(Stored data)
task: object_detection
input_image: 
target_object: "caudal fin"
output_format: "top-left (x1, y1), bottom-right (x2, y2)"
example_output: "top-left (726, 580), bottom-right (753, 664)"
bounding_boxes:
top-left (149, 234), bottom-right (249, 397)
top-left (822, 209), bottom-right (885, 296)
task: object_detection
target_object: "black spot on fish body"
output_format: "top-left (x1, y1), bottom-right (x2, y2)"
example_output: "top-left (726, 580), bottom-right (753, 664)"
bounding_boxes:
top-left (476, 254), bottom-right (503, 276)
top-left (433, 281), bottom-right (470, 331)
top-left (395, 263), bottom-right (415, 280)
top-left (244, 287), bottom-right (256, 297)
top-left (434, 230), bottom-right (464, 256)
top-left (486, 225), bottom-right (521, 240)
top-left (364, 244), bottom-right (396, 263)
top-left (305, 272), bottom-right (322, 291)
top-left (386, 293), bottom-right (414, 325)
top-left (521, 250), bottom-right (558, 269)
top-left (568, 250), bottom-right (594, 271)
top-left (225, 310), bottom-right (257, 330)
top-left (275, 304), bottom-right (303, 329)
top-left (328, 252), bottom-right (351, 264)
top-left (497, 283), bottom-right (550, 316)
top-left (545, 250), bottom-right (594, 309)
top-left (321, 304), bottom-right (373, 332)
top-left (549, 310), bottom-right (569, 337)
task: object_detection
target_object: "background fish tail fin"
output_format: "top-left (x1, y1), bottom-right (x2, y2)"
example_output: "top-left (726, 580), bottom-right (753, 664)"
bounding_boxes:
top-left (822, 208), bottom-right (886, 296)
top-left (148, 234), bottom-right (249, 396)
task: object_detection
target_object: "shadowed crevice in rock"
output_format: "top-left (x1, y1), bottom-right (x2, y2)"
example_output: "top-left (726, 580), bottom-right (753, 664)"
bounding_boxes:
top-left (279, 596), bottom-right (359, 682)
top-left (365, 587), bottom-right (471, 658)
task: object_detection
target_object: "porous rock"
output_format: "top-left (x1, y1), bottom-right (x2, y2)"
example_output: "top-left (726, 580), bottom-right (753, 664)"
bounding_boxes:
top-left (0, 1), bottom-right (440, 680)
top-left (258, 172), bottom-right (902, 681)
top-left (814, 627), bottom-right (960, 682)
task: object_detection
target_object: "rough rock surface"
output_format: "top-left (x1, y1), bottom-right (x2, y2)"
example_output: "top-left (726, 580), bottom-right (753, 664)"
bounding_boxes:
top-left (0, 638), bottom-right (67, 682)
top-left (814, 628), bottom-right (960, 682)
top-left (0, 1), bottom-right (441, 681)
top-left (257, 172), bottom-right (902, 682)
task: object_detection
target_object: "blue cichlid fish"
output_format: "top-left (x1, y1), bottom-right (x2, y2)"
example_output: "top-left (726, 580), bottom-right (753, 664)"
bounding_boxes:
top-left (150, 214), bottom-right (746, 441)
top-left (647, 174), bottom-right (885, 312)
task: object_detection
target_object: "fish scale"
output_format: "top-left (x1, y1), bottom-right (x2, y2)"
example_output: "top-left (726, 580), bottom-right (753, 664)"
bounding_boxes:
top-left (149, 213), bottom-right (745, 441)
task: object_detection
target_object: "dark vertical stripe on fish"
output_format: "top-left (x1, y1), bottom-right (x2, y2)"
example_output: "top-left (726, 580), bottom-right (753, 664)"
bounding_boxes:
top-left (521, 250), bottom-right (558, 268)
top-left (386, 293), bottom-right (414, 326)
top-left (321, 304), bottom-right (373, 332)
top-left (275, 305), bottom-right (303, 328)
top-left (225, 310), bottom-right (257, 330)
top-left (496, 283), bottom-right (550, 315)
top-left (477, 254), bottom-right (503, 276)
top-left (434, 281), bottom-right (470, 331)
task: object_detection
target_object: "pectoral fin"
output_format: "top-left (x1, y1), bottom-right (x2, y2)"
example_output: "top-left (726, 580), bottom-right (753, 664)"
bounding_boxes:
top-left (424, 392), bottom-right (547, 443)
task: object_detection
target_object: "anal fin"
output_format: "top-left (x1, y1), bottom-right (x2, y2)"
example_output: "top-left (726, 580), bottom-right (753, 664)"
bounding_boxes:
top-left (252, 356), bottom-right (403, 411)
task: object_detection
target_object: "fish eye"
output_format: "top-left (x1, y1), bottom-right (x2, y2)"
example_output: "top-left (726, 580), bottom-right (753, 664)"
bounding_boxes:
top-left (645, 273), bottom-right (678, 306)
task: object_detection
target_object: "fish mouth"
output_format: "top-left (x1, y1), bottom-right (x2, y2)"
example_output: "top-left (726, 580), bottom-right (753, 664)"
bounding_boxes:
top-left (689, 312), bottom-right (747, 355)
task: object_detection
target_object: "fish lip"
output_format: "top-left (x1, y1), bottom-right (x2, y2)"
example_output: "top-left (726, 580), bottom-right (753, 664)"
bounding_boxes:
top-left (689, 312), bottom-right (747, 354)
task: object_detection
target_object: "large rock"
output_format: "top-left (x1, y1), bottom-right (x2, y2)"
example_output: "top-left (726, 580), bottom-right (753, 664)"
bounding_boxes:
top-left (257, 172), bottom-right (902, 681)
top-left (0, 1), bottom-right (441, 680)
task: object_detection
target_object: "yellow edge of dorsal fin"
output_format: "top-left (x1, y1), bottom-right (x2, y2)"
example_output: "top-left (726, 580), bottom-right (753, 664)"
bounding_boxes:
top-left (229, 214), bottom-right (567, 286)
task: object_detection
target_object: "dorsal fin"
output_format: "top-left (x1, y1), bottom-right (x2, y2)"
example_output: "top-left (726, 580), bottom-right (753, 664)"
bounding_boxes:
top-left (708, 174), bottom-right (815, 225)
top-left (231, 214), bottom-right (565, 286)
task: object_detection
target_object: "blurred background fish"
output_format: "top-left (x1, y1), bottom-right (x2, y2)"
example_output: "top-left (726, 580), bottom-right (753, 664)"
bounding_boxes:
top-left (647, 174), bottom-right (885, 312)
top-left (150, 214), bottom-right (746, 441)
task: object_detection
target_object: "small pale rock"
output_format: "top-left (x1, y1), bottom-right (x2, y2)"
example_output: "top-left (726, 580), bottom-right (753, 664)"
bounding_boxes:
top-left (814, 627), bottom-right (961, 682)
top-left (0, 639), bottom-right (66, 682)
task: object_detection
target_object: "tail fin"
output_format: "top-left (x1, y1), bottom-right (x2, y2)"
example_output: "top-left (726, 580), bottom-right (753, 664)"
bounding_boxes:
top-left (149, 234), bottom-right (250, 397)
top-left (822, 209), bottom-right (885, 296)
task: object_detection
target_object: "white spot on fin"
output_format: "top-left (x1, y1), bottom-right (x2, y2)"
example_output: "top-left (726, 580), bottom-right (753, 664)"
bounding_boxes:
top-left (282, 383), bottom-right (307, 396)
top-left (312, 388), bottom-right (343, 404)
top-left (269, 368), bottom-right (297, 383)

WHAT THE TASK ASKS:
An exact copy of all the entries is what's needed; write it out.

RESPONSE TO THIS TASK:
task: object_detection
input_image: 
target_object: "caudal fin"
output_format: "top-left (x1, y1), bottom-right (x2, y2)"
example_output: "top-left (726, 580), bottom-right (753, 664)"
bounding_boxes:
top-left (149, 234), bottom-right (249, 397)
top-left (822, 209), bottom-right (885, 296)
task: object_detection
target_object: "black spot on fish body"
output_format: "top-left (x1, y1), bottom-right (x2, y2)"
example_output: "top-left (726, 580), bottom-right (753, 664)"
bounding_boxes:
top-left (476, 254), bottom-right (503, 276)
top-left (433, 281), bottom-right (470, 331)
top-left (395, 263), bottom-right (415, 280)
top-left (244, 287), bottom-right (256, 297)
top-left (434, 230), bottom-right (464, 256)
top-left (486, 225), bottom-right (521, 240)
top-left (364, 244), bottom-right (396, 263)
top-left (305, 272), bottom-right (322, 291)
top-left (386, 293), bottom-right (414, 325)
top-left (521, 250), bottom-right (558, 269)
top-left (568, 250), bottom-right (594, 271)
top-left (225, 310), bottom-right (257, 330)
top-left (275, 304), bottom-right (303, 329)
top-left (328, 252), bottom-right (351, 264)
top-left (497, 283), bottom-right (550, 316)
top-left (545, 250), bottom-right (594, 309)
top-left (321, 304), bottom-right (373, 332)
top-left (549, 310), bottom-right (569, 337)
task: object_detection
target_object: "background fish tail fin"
output_format: "top-left (x1, y1), bottom-right (x2, y2)"
example_output: "top-left (726, 580), bottom-right (753, 664)"
bounding_boxes:
top-left (822, 208), bottom-right (886, 296)
top-left (148, 234), bottom-right (249, 396)
task: object_detection
target_object: "shadowed crevice in rock"
output_format: "top-left (x1, y1), bottom-right (x2, y2)"
example_output: "top-left (726, 580), bottom-right (753, 664)"
bounding_boxes:
top-left (279, 596), bottom-right (359, 682)
top-left (365, 587), bottom-right (471, 658)
task: object_detection
target_object: "porous rock"
output_format: "top-left (x1, y1), bottom-right (x2, y2)"
example_output: "top-left (726, 580), bottom-right (753, 664)"
bounding_boxes:
top-left (0, 1), bottom-right (440, 680)
top-left (258, 172), bottom-right (902, 681)
top-left (814, 627), bottom-right (960, 682)
task: object_detection
target_object: "rough rock surface"
output_format: "top-left (x1, y1), bottom-right (x2, y2)"
example_output: "top-left (726, 580), bottom-right (753, 664)"
bounding_boxes:
top-left (0, 638), bottom-right (67, 682)
top-left (814, 628), bottom-right (960, 682)
top-left (0, 1), bottom-right (441, 681)
top-left (257, 172), bottom-right (902, 682)
task: object_detection
target_object: "blue cichlid fish"
output_format: "top-left (x1, y1), bottom-right (x2, y2)"
example_output: "top-left (726, 580), bottom-right (753, 664)"
bounding_boxes:
top-left (150, 214), bottom-right (746, 441)
top-left (647, 174), bottom-right (885, 312)
task: object_detection
target_object: "fish scale"
output_format: "top-left (x1, y1), bottom-right (x2, y2)"
example_output: "top-left (726, 580), bottom-right (753, 664)"
bounding_boxes:
top-left (149, 213), bottom-right (745, 441)
task: object_detection
target_object: "dark vertical stripe on fish"
output_format: "top-left (x1, y1), bottom-right (x2, y2)"
example_output: "top-left (726, 580), bottom-right (753, 664)"
bounding_boxes:
top-left (521, 250), bottom-right (558, 268)
top-left (386, 293), bottom-right (414, 326)
top-left (321, 304), bottom-right (373, 332)
top-left (275, 305), bottom-right (303, 328)
top-left (225, 310), bottom-right (257, 330)
top-left (496, 283), bottom-right (550, 315)
top-left (477, 254), bottom-right (503, 276)
top-left (434, 281), bottom-right (470, 331)
task: object_detection
target_object: "pectoral fin"
output_format: "top-left (x1, y1), bottom-right (x2, y2)"
example_output: "top-left (726, 580), bottom-right (753, 664)"
bounding_boxes:
top-left (424, 392), bottom-right (547, 443)
task: object_detection
target_object: "anal fin"
output_format: "top-left (x1, y1), bottom-right (x2, y2)"
example_output: "top-left (726, 580), bottom-right (753, 664)"
bounding_boxes:
top-left (252, 356), bottom-right (403, 411)
task: object_detection
target_object: "fish eye"
output_format: "top-left (x1, y1), bottom-right (x2, y2)"
example_output: "top-left (726, 580), bottom-right (753, 664)"
bounding_boxes:
top-left (645, 273), bottom-right (678, 306)
task: object_detection
target_object: "fish mouth"
output_format: "top-left (x1, y1), bottom-right (x2, y2)"
example_output: "top-left (726, 580), bottom-right (753, 664)"
bounding_boxes:
top-left (689, 312), bottom-right (747, 355)
task: object_detection
target_object: "fish lip"
output_format: "top-left (x1, y1), bottom-right (x2, y2)"
example_output: "top-left (726, 580), bottom-right (753, 664)"
bounding_boxes:
top-left (689, 312), bottom-right (747, 354)
task: object_detection
target_object: "large rock"
output_format: "top-left (x1, y1), bottom-right (x2, y2)"
example_output: "top-left (726, 580), bottom-right (753, 664)"
bounding_boxes:
top-left (257, 172), bottom-right (902, 681)
top-left (0, 1), bottom-right (441, 680)
task: object_detection
target_object: "yellow edge of dorsal fin"
output_format: "top-left (x1, y1), bottom-right (x2, y2)"
example_output: "top-left (726, 580), bottom-right (753, 664)"
bounding_boxes:
top-left (229, 214), bottom-right (567, 286)
task: object_detection
target_object: "dorsal fin"
output_format: "top-left (x1, y1), bottom-right (x2, y2)"
example_output: "top-left (726, 580), bottom-right (753, 664)"
bounding_boxes:
top-left (708, 174), bottom-right (815, 225)
top-left (231, 214), bottom-right (565, 286)
task: object_detection
target_object: "blurred background fish"
output_format: "top-left (x1, y1), bottom-right (x2, y2)"
example_output: "top-left (726, 580), bottom-right (753, 664)"
bounding_boxes:
top-left (647, 174), bottom-right (885, 312)
top-left (150, 214), bottom-right (746, 441)
task: object_detection
target_object: "small pale rock"
output_format: "top-left (x1, y1), bottom-right (x2, y2)"
example_output: "top-left (726, 580), bottom-right (753, 664)"
bounding_boxes:
top-left (814, 627), bottom-right (961, 682)
top-left (0, 639), bottom-right (66, 682)
task: object_detection
target_object: "tail fin"
output_format: "top-left (x1, y1), bottom-right (x2, y2)"
example_output: "top-left (726, 580), bottom-right (753, 664)"
bounding_boxes:
top-left (149, 234), bottom-right (250, 397)
top-left (822, 209), bottom-right (885, 296)
task: object_detection
target_object: "white spot on fin"
output_format: "top-left (x1, y1), bottom-right (x2, y2)"
example_output: "top-left (726, 580), bottom-right (753, 664)"
bounding_boxes:
top-left (282, 383), bottom-right (307, 396)
top-left (312, 388), bottom-right (343, 404)
top-left (269, 368), bottom-right (297, 383)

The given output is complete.